▸ **Natural-language object grounding data**
* * *

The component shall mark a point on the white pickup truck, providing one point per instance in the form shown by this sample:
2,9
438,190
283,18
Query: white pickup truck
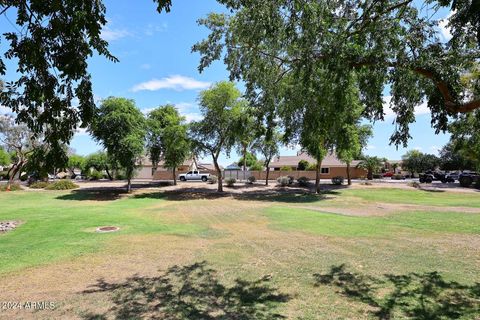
194,175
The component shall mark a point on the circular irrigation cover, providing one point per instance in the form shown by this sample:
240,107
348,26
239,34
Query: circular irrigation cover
107,229
6,226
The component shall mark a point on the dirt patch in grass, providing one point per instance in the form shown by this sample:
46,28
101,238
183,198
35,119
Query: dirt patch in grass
384,209
7,226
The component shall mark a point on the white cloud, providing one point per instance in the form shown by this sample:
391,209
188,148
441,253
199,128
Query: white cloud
435,149
421,109
444,29
5,110
155,28
110,34
175,82
190,117
81,132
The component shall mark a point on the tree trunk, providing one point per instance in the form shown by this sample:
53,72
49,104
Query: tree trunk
244,160
16,168
317,176
370,174
349,178
268,174
108,174
219,173
174,177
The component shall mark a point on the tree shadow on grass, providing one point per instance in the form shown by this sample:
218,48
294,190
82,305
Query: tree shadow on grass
415,296
94,194
189,292
288,196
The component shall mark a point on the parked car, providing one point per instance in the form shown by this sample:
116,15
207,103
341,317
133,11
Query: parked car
452,176
467,178
429,176
194,175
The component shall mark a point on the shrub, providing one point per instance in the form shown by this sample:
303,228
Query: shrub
414,184
230,182
13,187
95,175
303,165
39,185
303,181
338,180
257,166
283,181
62,185
366,183
3,175
120,175
213,179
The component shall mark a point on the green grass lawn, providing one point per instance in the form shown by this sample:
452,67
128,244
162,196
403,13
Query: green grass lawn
336,225
55,229
418,197
297,256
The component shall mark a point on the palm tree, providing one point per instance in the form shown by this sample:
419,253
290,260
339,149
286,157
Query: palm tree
371,164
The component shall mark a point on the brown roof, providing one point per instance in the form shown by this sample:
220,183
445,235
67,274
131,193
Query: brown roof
292,161
207,166
145,161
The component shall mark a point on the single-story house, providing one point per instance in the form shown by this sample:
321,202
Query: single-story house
147,171
331,165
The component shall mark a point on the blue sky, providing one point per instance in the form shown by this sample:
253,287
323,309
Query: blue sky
157,67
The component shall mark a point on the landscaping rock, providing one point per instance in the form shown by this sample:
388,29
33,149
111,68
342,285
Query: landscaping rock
6,226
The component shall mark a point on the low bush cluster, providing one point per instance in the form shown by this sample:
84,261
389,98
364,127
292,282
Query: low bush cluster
230,182
338,180
414,184
3,175
13,187
62,185
38,185
303,181
95,175
285,180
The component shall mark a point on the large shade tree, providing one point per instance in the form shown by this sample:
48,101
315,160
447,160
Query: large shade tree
20,142
351,142
101,162
4,157
380,43
177,147
268,145
217,131
48,47
120,127
158,120
371,165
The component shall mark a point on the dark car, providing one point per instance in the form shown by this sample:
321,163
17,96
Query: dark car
467,178
430,176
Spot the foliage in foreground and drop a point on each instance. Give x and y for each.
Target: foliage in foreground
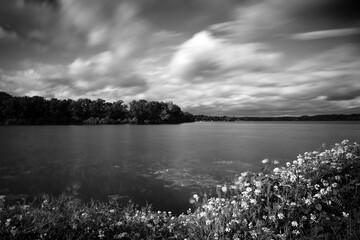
(316, 196)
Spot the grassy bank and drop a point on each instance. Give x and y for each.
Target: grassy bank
(317, 196)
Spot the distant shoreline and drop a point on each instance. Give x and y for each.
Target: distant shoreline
(329, 117)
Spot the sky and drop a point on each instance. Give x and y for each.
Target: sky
(214, 57)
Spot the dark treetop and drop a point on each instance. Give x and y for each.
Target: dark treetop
(37, 110)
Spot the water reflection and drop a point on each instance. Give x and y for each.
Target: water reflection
(159, 165)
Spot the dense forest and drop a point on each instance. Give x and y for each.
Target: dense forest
(38, 110)
(329, 117)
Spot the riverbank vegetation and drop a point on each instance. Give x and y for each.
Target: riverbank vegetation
(329, 117)
(316, 196)
(38, 110)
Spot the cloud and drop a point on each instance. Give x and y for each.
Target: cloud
(326, 34)
(6, 35)
(204, 55)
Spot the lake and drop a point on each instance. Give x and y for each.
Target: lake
(161, 165)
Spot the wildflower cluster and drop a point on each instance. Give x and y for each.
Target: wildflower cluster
(315, 196)
(312, 196)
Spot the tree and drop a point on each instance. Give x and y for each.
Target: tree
(137, 111)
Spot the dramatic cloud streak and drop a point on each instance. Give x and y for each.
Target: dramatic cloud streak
(231, 57)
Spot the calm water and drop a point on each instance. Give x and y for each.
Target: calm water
(157, 164)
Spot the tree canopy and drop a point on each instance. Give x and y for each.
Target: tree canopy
(38, 110)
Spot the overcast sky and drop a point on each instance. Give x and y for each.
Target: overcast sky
(233, 57)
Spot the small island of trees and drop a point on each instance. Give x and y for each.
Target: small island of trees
(38, 110)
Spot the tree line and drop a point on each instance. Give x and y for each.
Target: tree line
(38, 110)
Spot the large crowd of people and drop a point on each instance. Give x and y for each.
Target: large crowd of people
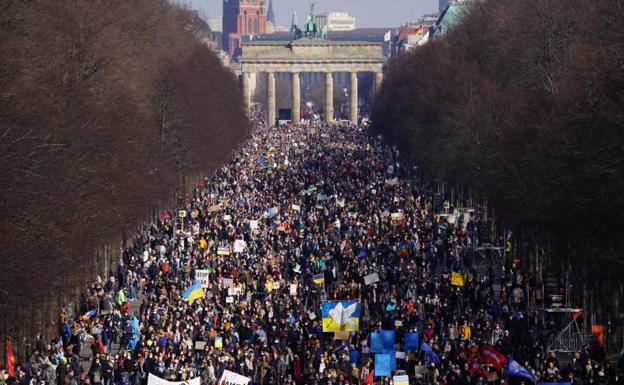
(295, 202)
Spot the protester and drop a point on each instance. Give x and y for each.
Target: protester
(294, 203)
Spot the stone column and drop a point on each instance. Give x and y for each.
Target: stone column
(296, 107)
(329, 97)
(353, 99)
(378, 80)
(271, 98)
(246, 93)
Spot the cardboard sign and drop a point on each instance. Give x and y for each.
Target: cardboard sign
(155, 380)
(202, 276)
(371, 278)
(400, 380)
(239, 246)
(342, 335)
(231, 378)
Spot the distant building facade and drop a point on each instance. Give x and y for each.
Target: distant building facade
(242, 19)
(215, 24)
(336, 21)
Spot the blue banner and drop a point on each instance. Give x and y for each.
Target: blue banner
(383, 365)
(514, 369)
(382, 342)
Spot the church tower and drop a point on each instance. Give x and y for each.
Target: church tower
(242, 19)
(270, 13)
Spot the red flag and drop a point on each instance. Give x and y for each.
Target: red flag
(491, 356)
(476, 369)
(10, 359)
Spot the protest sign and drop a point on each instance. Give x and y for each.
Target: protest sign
(371, 278)
(239, 245)
(155, 380)
(232, 378)
(383, 364)
(401, 380)
(410, 343)
(203, 277)
(342, 335)
(397, 216)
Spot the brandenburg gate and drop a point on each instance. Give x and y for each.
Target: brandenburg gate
(310, 54)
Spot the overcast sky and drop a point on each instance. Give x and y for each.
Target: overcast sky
(368, 13)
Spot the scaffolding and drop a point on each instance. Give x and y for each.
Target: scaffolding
(569, 336)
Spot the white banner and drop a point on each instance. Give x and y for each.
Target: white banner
(202, 277)
(239, 245)
(371, 278)
(155, 380)
(231, 378)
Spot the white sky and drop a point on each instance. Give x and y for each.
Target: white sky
(368, 13)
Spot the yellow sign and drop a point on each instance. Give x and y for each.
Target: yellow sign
(457, 279)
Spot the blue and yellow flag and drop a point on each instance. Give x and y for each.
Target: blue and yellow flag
(319, 278)
(457, 279)
(194, 292)
(340, 316)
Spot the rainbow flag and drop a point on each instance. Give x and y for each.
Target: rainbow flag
(194, 292)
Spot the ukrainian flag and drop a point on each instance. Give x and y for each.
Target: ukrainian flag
(340, 316)
(192, 293)
(319, 278)
(457, 279)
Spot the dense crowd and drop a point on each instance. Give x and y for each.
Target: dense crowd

* * *

▸ **YOUR INSTRUCTIONS**
Write out the records shown above exactly, but do not include any images.

▸ **WRITTEN REPLY**
The component shall mark a point on the white pickup truck, providing one point per instance in the form shown by this sample:
2,9
438,190
283,18
Query: white pickup truck
194,175
The component shall mark a point on the circular irrigation cover, providing one point per instance in the form shown by this sample:
240,107
348,26
239,34
Query: circular irrigation cover
107,229
6,226
The component shall mark a point on the dirt patch in grass, providing one point per instance in the form shown by this sample:
46,28
101,238
183,198
35,119
Query: dirt patch in grass
384,209
7,226
The component shall mark a point on the white cloud, providing one point per instance in the form shown by this sample:
391,209
188,148
441,253
199,128
Query: white cloud
435,149
421,109
444,29
5,110
155,28
110,34
175,82
190,117
81,132
The component shall mark a point on the tree trunk, providing one point per instance in the form shown by this sample:
53,72
49,104
Query: tree trunk
244,160
16,168
317,176
370,174
349,178
268,174
108,174
219,173
174,177
The component shall mark a point on the tree shadow on grass, providing one point per instance in the form shown by this sample:
218,48
294,190
82,305
Query: tree shadow on grass
415,296
94,194
189,292
288,196
The component shall mark a point on the parked car, providing one point per instance in the form shown by this sample:
116,15
207,103
341,317
133,11
Query: parked car
452,176
467,178
429,176
194,175
The component shall mark a point on the shrub, providing one point per instance in the form shown by this sample:
303,228
Query: shrub
414,184
230,182
13,187
95,175
303,165
39,185
303,181
338,180
257,166
283,181
62,185
366,183
3,175
120,175
213,179
The component shall mark a point on the green grass lawn, providing one point per instance in the form shown by this sample:
452,67
128,244
162,196
403,13
Query: green grass lawn
336,225
55,229
418,197
297,256
The component shall mark a point on the palm tree, providing one point per instance in the form shown by this sample:
419,253
290,260
339,149
286,157
Query: palm tree
371,164
The component shall mark a point on the brown roof, providing one point per instance in the form shown by this sample:
220,183
445,235
67,274
131,193
Query: brown roof
292,161
207,166
145,161
The component shall mark a point on the single-story house, providing one point per instance in the form shown by this sample:
321,202
Query: single-story house
147,171
331,165
The component shall mark a point on the blue sky, providing one point per instance in the form shown by this sample:
253,287
323,309
Query: blue sky
157,67
The component shall mark a point on the landscaping rock, providing one point per instance in the form shown by this sample:
388,29
33,149
111,68
342,285
Query: landscaping rock
6,226
The component shall mark a point on the low bush cluster, providing one point per instance in the form shown by this sample:
84,261
389,98
364,127
292,282
Query: low bush cluster
230,182
338,180
414,184
3,175
13,187
62,185
38,185
303,181
95,175
285,180
The component shall mark a point on the large shade tree, providing one point per instance in the form shown by this sample:
48,101
315,160
447,160
Query: large shade tree
20,142
351,142
101,162
4,157
380,43
177,147
268,145
217,131
48,47
120,127
158,120
371,165
The component shall mark a point on the dark car, providing one point per instance in the form shown by this sample:
321,163
17,96
Query: dark car
467,178
430,176
Spot the foliage in foreground and drop a point on each instance. Give x and y for each.
Target: foliage in foreground
(316, 196)
Spot the grassy bank and drop a point on each instance. Give x and y for each.
Target: grassy bank
(317, 196)
Spot the distant shoreline and drop a point on each instance. Give x and y for each.
Target: distant shoreline
(329, 117)
Spot the sky and drop a point on each instance. Give x and y for each.
Target: sky
(214, 57)
Spot the dark treetop and drop a point on each instance. Give x and y for each.
Target: dark treetop
(37, 110)
Spot the water reflection and drop a point on each instance. Give x and y for each.
Target: water reflection
(159, 165)
Spot the dense forest and drop a point on each instance. Give x and y for each.
Target: dense forest
(38, 110)
(329, 117)
Spot the riverbank vegetation and drop a point on each instance. Give x and y for each.
Target: riverbank vegetation
(329, 117)
(316, 196)
(38, 110)
Spot the cloud and drop a point on each instance. Give x and y for each.
Target: cloud
(326, 34)
(6, 35)
(204, 55)
Spot the lake and drop a point on each instance. Give x and y for each.
Target: lake
(161, 165)
Spot the wildflower cluster and drop a point on each instance. Give x and y for each.
Target: wildflower cluster
(315, 196)
(312, 196)
Spot the tree and drop a point on each instance. Give x and y for each.
Target: tree
(137, 111)
Spot the dramatic cloud streak and drop a point on each instance. Give x and y for each.
Target: dramatic cloud streak
(231, 57)
Spot the calm water and drop a point on each instance. Give x and y for each.
Target: calm water
(157, 164)
Spot the tree canopy and drop a point on each instance. Give x and y for each.
Target: tree canopy
(38, 110)
Spot the overcast sky and drop a point on each instance. Give x and y for each.
Target: overcast sky
(233, 57)
Spot the small island of trees and drop a point on each instance. Give x and y for each.
Target: small island of trees
(38, 110)
Spot the tree line and drop a point on each instance. Give x and y for each.
Target: tree line
(38, 110)
Spot the large crowd of people and drop a point on each instance. Give x and y for each.
Target: large crowd of people
(295, 202)
Spot the protester and drop a point on each instance. Give x and y for each.
Target: protester
(294, 203)
Spot the stone column and drop a point on each instance. Give x and y for each.
Target: stone column
(296, 107)
(329, 97)
(353, 99)
(378, 80)
(271, 98)
(246, 93)
Spot the cardboard sign and drop a point on each instance. Give x and y for each.
Target: cardboard sign
(155, 380)
(202, 276)
(371, 278)
(400, 380)
(239, 246)
(342, 335)
(231, 378)
Spot the distant building facade and drop a point on each instance. Give x and y for each.
Target: distant building facade
(242, 19)
(215, 24)
(336, 21)
Spot the blue banner and drop a point on each instance. Give x and y for each.
Target: blue banner
(383, 365)
(514, 369)
(382, 342)
Spot the church tower and drop a point on each instance. Give x and y for each.
Target: church tower
(242, 19)
(270, 13)
Spot the red flag and drop a point on each instance. Give x and y for each.
Target: red flag
(491, 356)
(476, 369)
(10, 359)
Spot the protest sign and drop a point on each instance. Give x and y for each.
Target: protest sign
(371, 278)
(239, 245)
(155, 380)
(232, 378)
(383, 364)
(401, 380)
(410, 343)
(203, 277)
(342, 335)
(397, 216)
Spot the brandenburg gate and drop a point on each instance. Give x and y for each.
Target: brandenburg gate
(310, 54)
Spot the overcast sky and drop a point on each instance. Give x and y for each.
Target: overcast sky
(368, 13)
Spot the scaffolding and drop a point on each instance. Give x and y for each.
Target: scaffolding
(569, 336)
Spot the white banner and drop a point on each instance. Give x and y for each.
Target: white banner
(202, 277)
(239, 245)
(371, 278)
(155, 380)
(231, 378)
Spot the white sky and drop a point on each instance. Give x and y for each.
Target: white sky
(368, 13)
Spot the yellow sign and drop a point on each instance. Give x and y for each.
Target: yellow sign
(457, 279)
Spot the blue and yellow flag and drop a point on each instance. Give x and y for each.
Target: blue and yellow flag
(319, 278)
(457, 279)
(194, 292)
(340, 316)
Spot the rainbow flag and drop a point on each instance. Give x and y for each.
Target: rainbow flag
(194, 292)
Spot the ukrainian flag and drop a point on each instance. Give x and y for each.
Target: ukrainian flag
(340, 316)
(192, 293)
(319, 278)
(457, 279)
Spot the dense crowd and drop a point on each instance. Give x and y for each.
Target: dense crowd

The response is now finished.